Please write what comes next in the passage about Kirby and the Satan's Choice motorcycle club, picking up after its final sentence.

## Document passage
######
Reflecting an emerging alliance with the American Outlaws Motorcycle Club, in 1974 Kirby visited Florida together with Garnet "Mother" McEwen, the president of Satan's Choice St. Catharines chapter, to meet Outlaw leaders. Kirby was clean shaven and had no trouble at the airport as he did not look like an outlaw biker, unlike McEwen whose long hair and beard caused the airport security to view him as a trouble-maker. Kirby described most of the Outlaws he met in Fort Lauderdale as deeply troubled Vietnam veterans unable to readjust to civilian society whose most notable qualities were a fondness for drugs and even more so for violence. Kirby stated: "Their clubhouse was like a fortress. They put a chill down my spine". Kirby worked as a courier for Satan's Choice delivering amphetamines and sometimes served as a bodyguard to the Satan's Choice national president Bernie Guindon.

In 1975, after Guindon was arrested at the Oba Lake drug bust, Kirby visited him in jail in Sault St. Marie together with his close friend Frank "Cisco" Lenti. Kirby was disappointed that Guindon failed to pay him back a drug debt he felt he was owned by Guindon, causing him to become disenchanted with his club. Kirby had a dispute with another Satan's Choice member who he had asked to watch outside as he went into a house to beat up somebody who owed him money, who refused to serve as his look-out on the grounds that he just ordered a pizza, causing Kirby to quit in disgust. In March 1976, Kirby left Satan's Choice and began to work for the 'Ndrangheta, a Mafia-type criminal organization based in the Calabria region of Italy. Lenti recommended Kirby as a hitman and bomber to Cosimo Commisso of the Commisso family, saying that Kirby was very good with bombs and guns, although he also warned that Kirby was not to be completely trusted as he was of non-Italian descent.
######
## Raw data
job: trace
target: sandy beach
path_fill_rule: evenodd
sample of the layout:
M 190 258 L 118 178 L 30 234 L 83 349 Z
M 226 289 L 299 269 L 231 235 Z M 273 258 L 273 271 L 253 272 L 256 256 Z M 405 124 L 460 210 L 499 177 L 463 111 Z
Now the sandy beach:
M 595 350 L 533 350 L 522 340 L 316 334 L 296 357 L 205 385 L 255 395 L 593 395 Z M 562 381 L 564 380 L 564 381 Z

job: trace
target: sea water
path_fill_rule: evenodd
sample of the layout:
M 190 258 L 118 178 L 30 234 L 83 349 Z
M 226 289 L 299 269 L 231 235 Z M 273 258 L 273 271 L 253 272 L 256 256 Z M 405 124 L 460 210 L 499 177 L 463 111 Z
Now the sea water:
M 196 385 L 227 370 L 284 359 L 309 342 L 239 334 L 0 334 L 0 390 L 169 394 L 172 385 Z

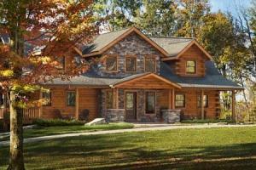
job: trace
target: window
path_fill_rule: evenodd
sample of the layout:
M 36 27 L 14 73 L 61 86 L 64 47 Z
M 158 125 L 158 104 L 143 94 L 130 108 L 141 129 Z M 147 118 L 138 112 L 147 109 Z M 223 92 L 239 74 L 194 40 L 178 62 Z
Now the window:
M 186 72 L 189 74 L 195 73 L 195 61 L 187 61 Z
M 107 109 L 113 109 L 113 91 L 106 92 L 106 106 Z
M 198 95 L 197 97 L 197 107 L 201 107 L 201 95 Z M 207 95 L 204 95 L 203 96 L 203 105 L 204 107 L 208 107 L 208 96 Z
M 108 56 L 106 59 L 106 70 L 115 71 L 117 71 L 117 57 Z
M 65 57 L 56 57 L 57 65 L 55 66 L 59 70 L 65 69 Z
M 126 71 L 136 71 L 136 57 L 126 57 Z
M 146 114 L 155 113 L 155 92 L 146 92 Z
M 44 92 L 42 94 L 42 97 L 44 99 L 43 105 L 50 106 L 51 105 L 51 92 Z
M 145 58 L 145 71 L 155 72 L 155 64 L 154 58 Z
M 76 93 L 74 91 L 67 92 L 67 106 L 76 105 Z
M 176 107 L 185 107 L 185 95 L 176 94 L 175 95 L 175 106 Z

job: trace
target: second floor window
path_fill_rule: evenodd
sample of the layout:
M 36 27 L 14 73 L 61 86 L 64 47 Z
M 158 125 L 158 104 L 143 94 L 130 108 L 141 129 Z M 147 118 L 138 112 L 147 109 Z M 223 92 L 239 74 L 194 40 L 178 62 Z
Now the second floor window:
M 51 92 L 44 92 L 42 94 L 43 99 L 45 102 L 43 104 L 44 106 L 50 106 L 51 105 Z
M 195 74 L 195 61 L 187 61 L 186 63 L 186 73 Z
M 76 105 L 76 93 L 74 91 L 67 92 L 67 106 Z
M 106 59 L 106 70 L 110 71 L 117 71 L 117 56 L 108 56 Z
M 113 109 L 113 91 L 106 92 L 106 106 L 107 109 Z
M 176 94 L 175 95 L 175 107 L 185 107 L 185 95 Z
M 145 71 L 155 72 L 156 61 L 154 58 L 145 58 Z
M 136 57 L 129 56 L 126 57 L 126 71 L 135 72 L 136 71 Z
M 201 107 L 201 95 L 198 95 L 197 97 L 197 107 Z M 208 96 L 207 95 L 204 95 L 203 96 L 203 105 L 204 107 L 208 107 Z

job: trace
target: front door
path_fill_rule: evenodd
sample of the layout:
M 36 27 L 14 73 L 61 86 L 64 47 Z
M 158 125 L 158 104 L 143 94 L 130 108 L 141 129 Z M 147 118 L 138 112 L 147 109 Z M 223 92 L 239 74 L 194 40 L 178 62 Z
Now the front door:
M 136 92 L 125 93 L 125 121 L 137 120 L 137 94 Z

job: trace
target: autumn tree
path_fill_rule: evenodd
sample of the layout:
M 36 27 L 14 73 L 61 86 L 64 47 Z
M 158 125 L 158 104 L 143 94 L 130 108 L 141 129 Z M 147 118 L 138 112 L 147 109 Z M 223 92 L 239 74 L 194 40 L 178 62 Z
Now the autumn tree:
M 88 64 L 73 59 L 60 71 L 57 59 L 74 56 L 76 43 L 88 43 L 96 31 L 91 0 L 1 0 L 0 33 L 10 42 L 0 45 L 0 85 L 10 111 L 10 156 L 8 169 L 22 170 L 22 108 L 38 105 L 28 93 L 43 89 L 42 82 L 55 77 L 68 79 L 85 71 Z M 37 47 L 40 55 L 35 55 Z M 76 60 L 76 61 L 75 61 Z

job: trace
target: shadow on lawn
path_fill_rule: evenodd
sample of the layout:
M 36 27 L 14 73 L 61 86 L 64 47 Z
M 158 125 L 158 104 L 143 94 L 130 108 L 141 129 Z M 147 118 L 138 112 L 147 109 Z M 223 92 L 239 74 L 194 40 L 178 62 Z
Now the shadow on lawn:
######
## Task output
==Commisso enforcer==
Kirby wrote in Mafia Enforcer about his new employers, the Commisso brothers: "I quickly learned that their big thing for making money was the construction industry. They probably made more money from extortions in the construction industry than they did from trafficking in heroin — and it was a helluva lot safer". Of the three Commisso brothers, Kirby usually dealt with Cosimo Commisso. Kirby wrote: "Cosimo wasn't tough — he was homicidal. He'd kill you as soon as you were looking at him if he thought you were crossing him, if he thought it was good for business, or if he thought you insulted him or his family. The lives of other people meant nothing to him". Kirby reported that: "The Commissos would collect money owed to a contractor and take a percentage of it. They didn't let legal technicalities or stalling tactics get in the way". A very profitable form of activity was having their construction companies win the contracts to construct buildings for the federal, provincial and municipal governments as the Commissos used intimidation, bombings, arson and murder to force legitimate companies to drop out of the bidding process or to take over the companies that did win the contracts. After a Commisso-controlled construction company won the contract, Kirby reported: "Once their man got the bid, they became his partners and their people — plasters, electricians, plumbers, cement suppliers — would be used on the job. They'd inflate the cost of the job, pocket the profits and run like thieves while the public or business paid the price".

Later in 1976, Kirby blew up the car of a Brampton salesman, Antonio Burgas Pinheiro. Pinherio was an effective salesman for his employer, Appia Beverages, who were competing against another beverage firm owned by the Siderno Group, and the message was to stop making sales at the expense of the Siderno Group. On 11 November 1976, Kirby left a stick of dynamite in the mailbox of the owner of Pozzabona Construction to pressure him to pay a plastering bill to a client more promptly. The unhappy client had hired Commisso who in turn subcontracted the job to Kirby. In December 1976, Commisso paid Kirby $10,000 to kill Denis Mason, who was due to testify against an ally of Commisso. Kirby planted the bomb in the car of the wrong Denis Mason, but it failed to explode owing to faulty wiring.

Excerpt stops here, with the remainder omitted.